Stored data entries

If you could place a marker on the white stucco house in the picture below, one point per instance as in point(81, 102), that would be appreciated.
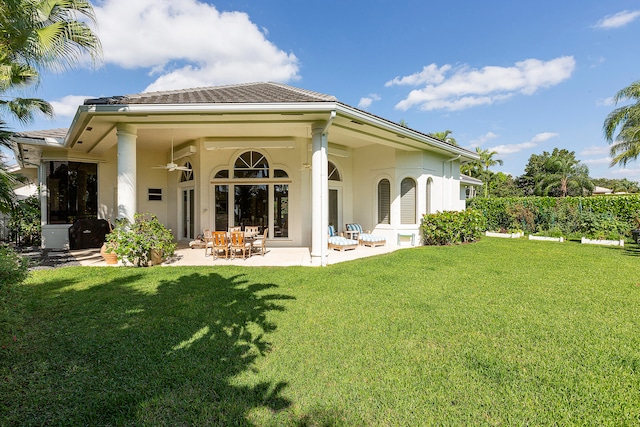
point(263, 154)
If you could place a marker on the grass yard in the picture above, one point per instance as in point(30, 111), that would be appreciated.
point(501, 332)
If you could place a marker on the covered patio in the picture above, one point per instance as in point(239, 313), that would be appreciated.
point(274, 257)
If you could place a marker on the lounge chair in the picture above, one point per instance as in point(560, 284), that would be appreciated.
point(238, 244)
point(220, 244)
point(340, 243)
point(208, 241)
point(365, 238)
point(259, 244)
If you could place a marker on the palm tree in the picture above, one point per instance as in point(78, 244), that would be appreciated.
point(564, 173)
point(444, 136)
point(486, 161)
point(40, 34)
point(626, 145)
point(37, 35)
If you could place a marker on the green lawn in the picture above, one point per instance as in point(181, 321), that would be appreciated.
point(501, 332)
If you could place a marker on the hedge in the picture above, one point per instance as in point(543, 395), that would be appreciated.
point(446, 228)
point(592, 215)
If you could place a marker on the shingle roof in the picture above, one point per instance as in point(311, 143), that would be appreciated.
point(240, 93)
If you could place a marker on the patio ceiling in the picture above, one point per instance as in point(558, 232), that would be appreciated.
point(94, 128)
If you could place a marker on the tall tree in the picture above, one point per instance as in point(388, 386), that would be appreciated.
point(562, 174)
point(487, 161)
point(36, 35)
point(445, 136)
point(626, 144)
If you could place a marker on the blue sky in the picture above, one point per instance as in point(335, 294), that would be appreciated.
point(512, 76)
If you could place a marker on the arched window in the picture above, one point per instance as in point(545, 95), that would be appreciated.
point(252, 194)
point(334, 174)
point(384, 202)
point(251, 164)
point(408, 201)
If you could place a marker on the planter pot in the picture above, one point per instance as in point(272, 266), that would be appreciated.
point(586, 241)
point(546, 238)
point(109, 257)
point(504, 235)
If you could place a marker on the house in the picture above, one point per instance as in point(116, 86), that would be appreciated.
point(263, 154)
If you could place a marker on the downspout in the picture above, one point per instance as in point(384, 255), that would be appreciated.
point(325, 189)
point(332, 116)
point(450, 161)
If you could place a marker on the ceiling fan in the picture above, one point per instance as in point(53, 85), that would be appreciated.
point(172, 166)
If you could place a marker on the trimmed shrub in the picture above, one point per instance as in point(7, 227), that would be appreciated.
point(14, 268)
point(446, 228)
point(571, 215)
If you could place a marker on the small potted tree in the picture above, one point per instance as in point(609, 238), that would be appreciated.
point(145, 242)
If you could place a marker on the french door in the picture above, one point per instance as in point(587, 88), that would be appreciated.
point(187, 213)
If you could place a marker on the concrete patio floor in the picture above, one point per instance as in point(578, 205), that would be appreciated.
point(274, 257)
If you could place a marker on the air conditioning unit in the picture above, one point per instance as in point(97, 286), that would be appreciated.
point(184, 152)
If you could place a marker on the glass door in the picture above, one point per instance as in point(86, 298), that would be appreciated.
point(188, 209)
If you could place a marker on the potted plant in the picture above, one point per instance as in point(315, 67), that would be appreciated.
point(107, 250)
point(145, 242)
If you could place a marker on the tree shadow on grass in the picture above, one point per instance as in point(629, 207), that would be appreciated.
point(167, 354)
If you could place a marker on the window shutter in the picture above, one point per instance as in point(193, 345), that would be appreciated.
point(384, 202)
point(408, 201)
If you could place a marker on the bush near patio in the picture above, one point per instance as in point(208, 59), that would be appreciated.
point(594, 217)
point(446, 228)
point(133, 243)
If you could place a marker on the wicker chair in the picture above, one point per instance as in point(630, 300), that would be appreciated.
point(220, 244)
point(238, 244)
point(259, 244)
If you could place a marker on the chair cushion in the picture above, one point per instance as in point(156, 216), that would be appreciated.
point(354, 227)
point(341, 241)
point(371, 238)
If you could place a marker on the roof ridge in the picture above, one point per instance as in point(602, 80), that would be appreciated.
point(189, 89)
point(307, 92)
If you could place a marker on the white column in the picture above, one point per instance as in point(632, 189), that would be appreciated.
point(319, 196)
point(127, 197)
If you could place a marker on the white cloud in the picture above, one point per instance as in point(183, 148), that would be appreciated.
point(606, 102)
point(482, 139)
point(429, 74)
point(633, 173)
point(595, 150)
point(618, 20)
point(467, 88)
point(515, 148)
point(600, 161)
point(365, 102)
point(188, 43)
point(66, 107)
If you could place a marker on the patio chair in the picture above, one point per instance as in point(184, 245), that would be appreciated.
point(365, 238)
point(220, 244)
point(251, 230)
point(259, 244)
point(208, 241)
point(239, 245)
point(340, 243)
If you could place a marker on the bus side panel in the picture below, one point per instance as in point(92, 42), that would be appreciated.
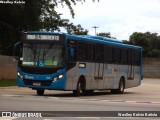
point(72, 78)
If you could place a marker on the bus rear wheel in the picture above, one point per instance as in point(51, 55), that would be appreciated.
point(40, 92)
point(120, 89)
point(78, 90)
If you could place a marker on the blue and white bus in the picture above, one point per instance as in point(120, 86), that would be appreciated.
point(82, 64)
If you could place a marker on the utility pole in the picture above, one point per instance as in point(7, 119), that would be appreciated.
point(95, 27)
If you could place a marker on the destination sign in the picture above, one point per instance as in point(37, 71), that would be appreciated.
point(43, 37)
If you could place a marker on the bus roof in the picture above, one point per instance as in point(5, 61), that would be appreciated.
point(89, 38)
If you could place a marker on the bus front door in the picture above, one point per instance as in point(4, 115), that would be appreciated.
point(98, 76)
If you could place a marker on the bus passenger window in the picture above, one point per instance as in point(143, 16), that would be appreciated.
point(108, 54)
point(90, 52)
point(99, 54)
point(82, 52)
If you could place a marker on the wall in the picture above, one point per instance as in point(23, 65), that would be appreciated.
point(151, 67)
point(7, 67)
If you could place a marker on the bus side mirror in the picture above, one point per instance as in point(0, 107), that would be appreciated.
point(16, 51)
point(72, 52)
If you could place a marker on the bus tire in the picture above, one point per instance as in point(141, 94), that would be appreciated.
point(40, 92)
point(78, 90)
point(80, 87)
point(120, 89)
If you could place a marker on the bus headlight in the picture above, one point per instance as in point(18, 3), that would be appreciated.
point(57, 78)
point(19, 75)
point(60, 76)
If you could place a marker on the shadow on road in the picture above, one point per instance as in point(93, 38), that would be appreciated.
point(97, 93)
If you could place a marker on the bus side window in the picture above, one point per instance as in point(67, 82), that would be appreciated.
point(72, 48)
point(137, 57)
point(123, 56)
point(81, 53)
point(116, 55)
point(90, 52)
point(99, 54)
point(108, 54)
point(129, 58)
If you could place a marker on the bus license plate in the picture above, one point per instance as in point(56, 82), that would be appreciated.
point(36, 83)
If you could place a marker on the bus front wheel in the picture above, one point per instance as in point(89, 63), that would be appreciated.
point(40, 92)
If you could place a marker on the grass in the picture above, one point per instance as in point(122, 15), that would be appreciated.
point(6, 83)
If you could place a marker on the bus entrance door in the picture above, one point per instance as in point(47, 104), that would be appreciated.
point(98, 76)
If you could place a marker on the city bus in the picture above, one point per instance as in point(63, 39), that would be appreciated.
point(82, 64)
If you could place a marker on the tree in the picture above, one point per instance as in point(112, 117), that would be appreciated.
point(33, 15)
point(76, 29)
point(150, 42)
point(105, 34)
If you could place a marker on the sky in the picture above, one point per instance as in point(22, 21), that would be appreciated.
point(119, 17)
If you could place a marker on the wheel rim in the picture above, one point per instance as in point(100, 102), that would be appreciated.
point(121, 86)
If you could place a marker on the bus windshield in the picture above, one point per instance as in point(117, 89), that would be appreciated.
point(43, 55)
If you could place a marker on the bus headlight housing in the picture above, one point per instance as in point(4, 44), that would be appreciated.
point(57, 78)
point(19, 75)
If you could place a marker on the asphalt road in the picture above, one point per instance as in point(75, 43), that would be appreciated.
point(143, 98)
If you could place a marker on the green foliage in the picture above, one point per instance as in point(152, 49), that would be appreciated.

• _Task to carry out_: Write out exactly the lines that run from the one containing "If you could place a marker on the bus windshield" to the end of the records, both end lines included.

• _Response area_:
If you could place a marker on the bus windshield in the picture above, one point per instance as in point(117, 89), that would be appreciated.
point(43, 55)
If you could place a marker on the bus headlight housing in the picture above, one point per instance as in point(4, 44), that would be appreciated.
point(57, 78)
point(19, 75)
If you could place a marker on the asphalt road in the picture above, one point per instance as in point(75, 43), that would be appreciated.
point(143, 98)
If you could place a marker on the green foliage in the picture above, one point per instance as in point(152, 49), that would be appreciated.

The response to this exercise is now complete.